___ Stored rows

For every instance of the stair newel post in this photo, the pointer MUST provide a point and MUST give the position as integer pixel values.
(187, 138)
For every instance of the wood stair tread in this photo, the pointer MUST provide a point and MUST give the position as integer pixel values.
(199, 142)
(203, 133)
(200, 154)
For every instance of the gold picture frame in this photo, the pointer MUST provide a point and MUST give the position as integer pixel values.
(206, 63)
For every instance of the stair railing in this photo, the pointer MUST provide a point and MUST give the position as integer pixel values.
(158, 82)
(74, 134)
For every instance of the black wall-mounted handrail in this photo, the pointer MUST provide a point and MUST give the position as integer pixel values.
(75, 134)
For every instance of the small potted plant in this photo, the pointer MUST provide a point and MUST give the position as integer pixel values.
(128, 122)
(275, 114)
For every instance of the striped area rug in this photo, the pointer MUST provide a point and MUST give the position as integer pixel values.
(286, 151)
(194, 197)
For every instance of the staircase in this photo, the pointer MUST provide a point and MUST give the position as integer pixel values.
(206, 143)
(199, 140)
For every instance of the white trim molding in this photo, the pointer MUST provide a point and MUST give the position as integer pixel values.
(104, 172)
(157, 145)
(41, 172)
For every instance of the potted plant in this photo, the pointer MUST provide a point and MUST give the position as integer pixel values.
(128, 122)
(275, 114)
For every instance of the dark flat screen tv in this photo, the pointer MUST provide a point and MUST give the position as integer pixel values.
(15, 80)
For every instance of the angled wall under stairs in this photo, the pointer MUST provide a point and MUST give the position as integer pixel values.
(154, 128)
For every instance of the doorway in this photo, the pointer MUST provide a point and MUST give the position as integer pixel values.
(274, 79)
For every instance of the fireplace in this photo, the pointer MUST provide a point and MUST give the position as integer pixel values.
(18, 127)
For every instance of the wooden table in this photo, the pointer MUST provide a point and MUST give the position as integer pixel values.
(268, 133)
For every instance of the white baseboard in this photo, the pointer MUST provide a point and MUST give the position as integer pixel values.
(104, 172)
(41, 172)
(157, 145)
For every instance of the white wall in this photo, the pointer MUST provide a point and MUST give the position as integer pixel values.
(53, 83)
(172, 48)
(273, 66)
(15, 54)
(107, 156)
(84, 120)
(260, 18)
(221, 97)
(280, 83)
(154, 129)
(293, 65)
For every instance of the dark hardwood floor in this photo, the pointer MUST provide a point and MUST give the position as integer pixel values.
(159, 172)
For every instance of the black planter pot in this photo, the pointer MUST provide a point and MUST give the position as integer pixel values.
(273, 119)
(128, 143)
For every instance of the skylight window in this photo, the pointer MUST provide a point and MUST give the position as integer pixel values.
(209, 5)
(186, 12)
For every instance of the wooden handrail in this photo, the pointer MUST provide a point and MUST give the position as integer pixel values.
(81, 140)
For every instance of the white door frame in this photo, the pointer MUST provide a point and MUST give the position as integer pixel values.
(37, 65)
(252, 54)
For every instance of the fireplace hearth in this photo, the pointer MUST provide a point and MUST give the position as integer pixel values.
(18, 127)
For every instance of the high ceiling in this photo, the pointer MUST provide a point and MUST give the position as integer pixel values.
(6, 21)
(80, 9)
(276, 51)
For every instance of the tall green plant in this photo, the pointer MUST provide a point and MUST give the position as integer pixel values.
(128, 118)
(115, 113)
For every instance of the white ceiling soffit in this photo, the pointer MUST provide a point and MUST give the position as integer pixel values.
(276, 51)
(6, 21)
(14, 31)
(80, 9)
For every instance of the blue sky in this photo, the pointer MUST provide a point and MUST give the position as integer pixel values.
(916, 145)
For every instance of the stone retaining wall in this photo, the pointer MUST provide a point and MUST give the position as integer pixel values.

______

* **Given instruction**:
Update the listing above by replacing "integer pixel values" with "whole-number pixel coordinates" everywhere it occurs, keeping everything else the same.

* **The answer**:
For every instance of the stair newel post in this photo, the pointer MUST provide a point and MUST give the position as whole-number pixel coordinates.
(187, 138)
For every instance of the wood stair tread in this photo, the pointer MUST provide a point and MUST give the position as whole-number pixel coordinates.
(199, 142)
(203, 133)
(200, 154)
For every instance of the gold picture frame in this photo, the pointer MUST provide a point and MUST give the position as whole-number pixel coordinates.
(206, 63)
For every instance of the stair railing in this photo, the pointer MUST provide a point and MUST give the position as whole-number pixel coordinates.
(158, 82)
(74, 134)
For every instance of the black wall-mounted handrail in this photo, the pointer MUST provide a point and MUST give the position as whole-number pixel coordinates.
(75, 134)
For every instance of the small potted plant in this photo, the pointer MUST provide a point and MUST give the position as whole-number pixel coordinates.
(128, 122)
(275, 114)
For every instance of the striped area rug in this photo, the pointer MUST provide a point and MUST give the position as whole-number pixel coordinates.
(286, 151)
(194, 197)
For every instance of the staircase in this photo, the pointer MUST provide a point and MUST give the position as whole-number pixel coordinates.
(206, 143)
(199, 140)
For every instance of the white trim molding in this photo, the pointer MUST provide a point and MUST give the position as whole-number pixel coordinates.
(104, 172)
(157, 145)
(41, 172)
For every instance of the potted plant in this photo, the pointer MUST provide a point and MUST give the position as whole-number pixel coordinates.
(128, 122)
(275, 114)
For every instance of the dark flat screen tv in this photo, the pointer MUST provide a point and MUST give the position as whole-number pixel coordinates.
(15, 80)
For every instance of the angled wall under stairs in this photo, the pointer MUST provide a point and MUST give the position as whole-number pixel coordinates.
(154, 128)
For every instance of the doorway in this photo, the pointer MUST provide a point and MUST give the position as whole-number pixel coordinates.
(274, 79)
For every instance of the fireplace in this photo, the pointer MUST provide a point and MUST give the position as whole-number pixel coordinates.
(18, 127)
For every instance of the wooden table in this photo, the pointer MUST provide a point and MUST give the position as whole-number pixel coordinates.
(268, 133)
For every instance of the white baseboard in this photo, the pointer MUST provide a point and MUST give the position as whole-number pixel coordinates.
(104, 172)
(41, 172)
(157, 145)
For every instance of the white wall in this photo, the pointer MUST provide a point and MUST give the position as whole-number pixel coordinates.
(53, 83)
(172, 48)
(273, 66)
(15, 54)
(107, 156)
(84, 120)
(260, 18)
(221, 97)
(280, 83)
(154, 129)
(293, 65)
For every instance of the dark hardwood floor in this photo, the pointer MUST provide a point and MUST give the position as whole-number pixel coordinates.
(159, 172)
For every instance of the black planter pot in this photo, the pointer MUST provide a point and MUST give the position as whole-number pixel coordinates.
(273, 119)
(128, 143)
For every instance of the skylight window in this photo, the pointer MUST provide a point and MUST give the position as whole-number pixel coordinates.
(209, 5)
(186, 12)
For every instance of the wooden handrail in this photo, the pointer MUST provide a point and MUST give the position as whole-number pixel coordinates.
(81, 140)
For every instance of the white door frame in this photo, the pointer MUST provide a point and MUST give the position as whole-number pixel coordinates.
(37, 65)
(252, 54)
For every instance of the fireplace hearth in this photo, the pointer MUST provide a point and MUST give the position as whole-number pixel coordinates.
(18, 127)
For every instance of the high ceiling in this photo, the pointer MUST provide a point and MUST give the position as whole-number pixel coordinates.
(6, 21)
(80, 9)
(276, 51)
For every instance of the tall green plant in this photo, the pointer MUST provide a point and MUST give the position as whole-number pixel coordinates.
(128, 118)
(115, 113)
For every instance of the white ceiling soffit in this photo, the pointer MUST provide a point and MUST give the position as whole-number pixel coordinates.
(276, 51)
(6, 21)
(14, 31)
(80, 9)
For every instance of the blue sky in this photo, the pointer MUST provide a point and MUST give the position as whole-number pixel coordinates.
(916, 145)
For every instance of the stone retaining wall in this photo, the pointer MUST provide a point and MUST give the position as whole-number pixel coordinates.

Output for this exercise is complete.